** DATOS PROPORCIONADOS **
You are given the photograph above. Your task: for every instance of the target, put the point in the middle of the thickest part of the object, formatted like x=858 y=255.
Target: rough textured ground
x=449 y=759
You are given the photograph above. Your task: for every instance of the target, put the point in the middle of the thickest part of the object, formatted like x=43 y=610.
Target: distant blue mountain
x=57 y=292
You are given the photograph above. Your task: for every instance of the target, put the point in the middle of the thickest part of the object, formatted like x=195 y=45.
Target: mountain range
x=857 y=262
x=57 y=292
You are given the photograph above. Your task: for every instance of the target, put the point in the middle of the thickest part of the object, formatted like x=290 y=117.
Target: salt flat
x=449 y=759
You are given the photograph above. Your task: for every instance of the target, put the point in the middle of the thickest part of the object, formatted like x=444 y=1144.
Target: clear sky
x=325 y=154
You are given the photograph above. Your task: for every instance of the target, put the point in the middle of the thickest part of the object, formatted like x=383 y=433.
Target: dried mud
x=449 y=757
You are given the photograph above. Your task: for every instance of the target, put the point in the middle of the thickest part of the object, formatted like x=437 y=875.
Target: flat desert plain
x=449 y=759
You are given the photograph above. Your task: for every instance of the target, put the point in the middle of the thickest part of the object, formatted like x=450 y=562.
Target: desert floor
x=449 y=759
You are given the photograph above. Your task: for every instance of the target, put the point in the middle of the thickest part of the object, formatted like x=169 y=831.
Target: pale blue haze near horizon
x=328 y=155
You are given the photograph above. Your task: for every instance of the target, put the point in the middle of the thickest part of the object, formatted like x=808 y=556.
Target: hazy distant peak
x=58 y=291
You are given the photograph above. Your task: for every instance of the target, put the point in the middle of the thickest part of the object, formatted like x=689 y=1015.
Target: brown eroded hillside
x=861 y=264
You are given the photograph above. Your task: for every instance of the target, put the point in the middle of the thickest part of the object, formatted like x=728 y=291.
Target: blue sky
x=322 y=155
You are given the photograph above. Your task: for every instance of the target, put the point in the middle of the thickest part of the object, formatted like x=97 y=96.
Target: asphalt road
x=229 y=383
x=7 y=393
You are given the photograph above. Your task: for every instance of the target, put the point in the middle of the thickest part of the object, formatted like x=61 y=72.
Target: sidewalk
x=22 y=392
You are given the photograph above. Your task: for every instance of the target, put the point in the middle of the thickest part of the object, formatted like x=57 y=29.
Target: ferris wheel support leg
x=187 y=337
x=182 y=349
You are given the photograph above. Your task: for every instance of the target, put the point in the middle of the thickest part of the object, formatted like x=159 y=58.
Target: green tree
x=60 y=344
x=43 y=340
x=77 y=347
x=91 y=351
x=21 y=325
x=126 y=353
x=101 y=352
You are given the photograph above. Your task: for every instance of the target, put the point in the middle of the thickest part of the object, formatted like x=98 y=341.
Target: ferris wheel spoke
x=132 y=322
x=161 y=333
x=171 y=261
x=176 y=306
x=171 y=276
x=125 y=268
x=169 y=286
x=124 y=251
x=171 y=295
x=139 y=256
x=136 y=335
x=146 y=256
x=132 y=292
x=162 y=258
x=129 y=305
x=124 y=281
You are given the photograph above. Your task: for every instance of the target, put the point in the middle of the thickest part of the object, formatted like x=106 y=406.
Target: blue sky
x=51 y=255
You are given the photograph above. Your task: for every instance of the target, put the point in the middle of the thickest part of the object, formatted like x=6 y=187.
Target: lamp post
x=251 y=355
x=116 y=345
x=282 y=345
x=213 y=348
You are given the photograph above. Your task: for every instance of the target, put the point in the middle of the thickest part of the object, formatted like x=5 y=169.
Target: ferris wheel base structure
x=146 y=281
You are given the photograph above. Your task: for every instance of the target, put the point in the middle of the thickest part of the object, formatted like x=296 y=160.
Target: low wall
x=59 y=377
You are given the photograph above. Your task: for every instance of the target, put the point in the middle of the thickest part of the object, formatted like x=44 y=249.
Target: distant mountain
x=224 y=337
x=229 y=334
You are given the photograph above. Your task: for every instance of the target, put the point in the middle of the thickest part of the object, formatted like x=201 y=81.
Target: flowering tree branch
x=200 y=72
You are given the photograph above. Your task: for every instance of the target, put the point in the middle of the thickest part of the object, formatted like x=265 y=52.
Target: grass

** TAREA POR REALIZAR **
Transcriba al pie de la letra todas las filas anteriores, desde la primera hasta la última.

** RESPUESTA ESCRITA **
You are given the photograph above. Your task: for every instance of the target, put the point in the middle of the thickest part of the object, formatted like x=858 y=255.
Target: rough textured ground
x=449 y=759
You are given the photograph above. Your task: for every instance of the target, put the point in the middle of the thickest part of the object, formatted like x=43 y=610.
Target: distant blue mountain
x=57 y=292
You are given the photograph above. Your task: for every instance of the target, put the point in the middle of the thickest part of the object, formatted like x=195 y=45.
Target: mountain range
x=857 y=262
x=57 y=292
You are given the photograph above. Your task: for every instance of the target, put the point in the middle of the thickest part of the object, formatted like x=290 y=117.
Target: salt flat
x=449 y=759
You are given the photograph above. Your task: for every instance of the target, put the point in the middle of the thickest part of the object, formatted like x=444 y=1144.
Target: clear sky
x=325 y=154
You are given the photograph above. Your task: for every instance of the target, put the point in the middle of the thickest part of the object, formatted like x=383 y=433.
Target: dried mud
x=449 y=757
You are given the photograph above. Your task: for every instance of the target, put the point in the middle of the thickest part of the object, formatted like x=437 y=875.
Target: flat desert plain
x=449 y=759
You are given the photograph above. Your task: for every instance of the target, put the point in the middle of the thickest part of the object, formatted like x=450 y=562.
Target: desert floor
x=449 y=759
You are given the photograph above. Your task: for every instance of the target, put the point in the middle of the thickest part of the object, formatted like x=169 y=831.
Target: pale blue haze near horizon
x=328 y=155
You are given the photograph above. Your task: for every instance of the target, put the point in the middle of the thickest part of the object, formatted like x=808 y=556.
Target: hazy distant peak
x=58 y=291
You are given the photograph above. Your task: for every instance of the target, put the point in the middle of the thickest part of the object, formatted like x=689 y=1015.
Target: brown eroded hillside
x=861 y=264
You are given the photograph above. Your task: for every instance of the target, put the point in the middle of the thickest part of the object, formatted like x=728 y=291.
Target: blue sky
x=322 y=155
You are given the photograph above. Your task: for every instance of the target, put the point in the middle of the thickest part of the object, formatted like x=97 y=96.
Target: asphalt road
x=229 y=383
x=7 y=393
You are given the photograph above. Your task: for every instance of the target, put the point in the middle of the thickest part of the object, formatted like x=61 y=72.
Target: sidewalk
x=22 y=392
You are given the photograph above. Your task: for every instance of the target, put the point in the middle of the thickest part of the object, formatted like x=57 y=29.
Target: ferris wheel support leg
x=187 y=337
x=182 y=349
You are given the photograph above. Your task: for every instance of the target, put the point in the middle of the thickest part of the object, formatted like x=159 y=58.
Target: green tree
x=60 y=344
x=43 y=340
x=77 y=347
x=91 y=351
x=21 y=325
x=126 y=353
x=101 y=352
You are given the photograph above. Your task: for every instance of the target, put the point in the middle of the thickest part of the object, formatted like x=98 y=341.
Target: ferris wheel spoke
x=132 y=322
x=161 y=333
x=171 y=261
x=176 y=306
x=171 y=276
x=125 y=268
x=169 y=286
x=124 y=251
x=171 y=295
x=139 y=256
x=136 y=335
x=146 y=256
x=132 y=292
x=162 y=258
x=129 y=305
x=124 y=281
You are given the photograph above. Your task: for every instance of the target, put the point in the middle of the thickest part of the object, formatted like x=106 y=406.
Target: blue sky
x=51 y=255
You are given the photograph above. Your task: for every instance of the target, put the point in the middle of the thickest part of the object, formatted like x=6 y=187.
Target: lamp post
x=251 y=355
x=116 y=345
x=282 y=345
x=213 y=348
You are given the photograph above. Your task: for every instance of the target, put the point in the middle of the thickest part of the object, formatted like x=5 y=169.
Target: ferris wheel base structure
x=146 y=281
You are given the photograph above. Your task: for every instance of the target, put the point in the middle of the thickest part of the object, formatted like x=296 y=160.
Target: low wall
x=59 y=377
You are given the photograph above. Your task: for every instance of the target, put the point in the middle of the thickest part of the object, formatted like x=44 y=249.
Target: distant mountain
x=224 y=337
x=229 y=334
You are given the photograph above. Your task: for every instance of the target, put the point in the middle of the thickest part of the object, formatted like x=201 y=81.
Target: flowering tree branch
x=200 y=72
You are given the photograph above. Your task: for every instance of the target, put the point in the middle of the thickest part of the object, formatted like x=265 y=52.
Target: grass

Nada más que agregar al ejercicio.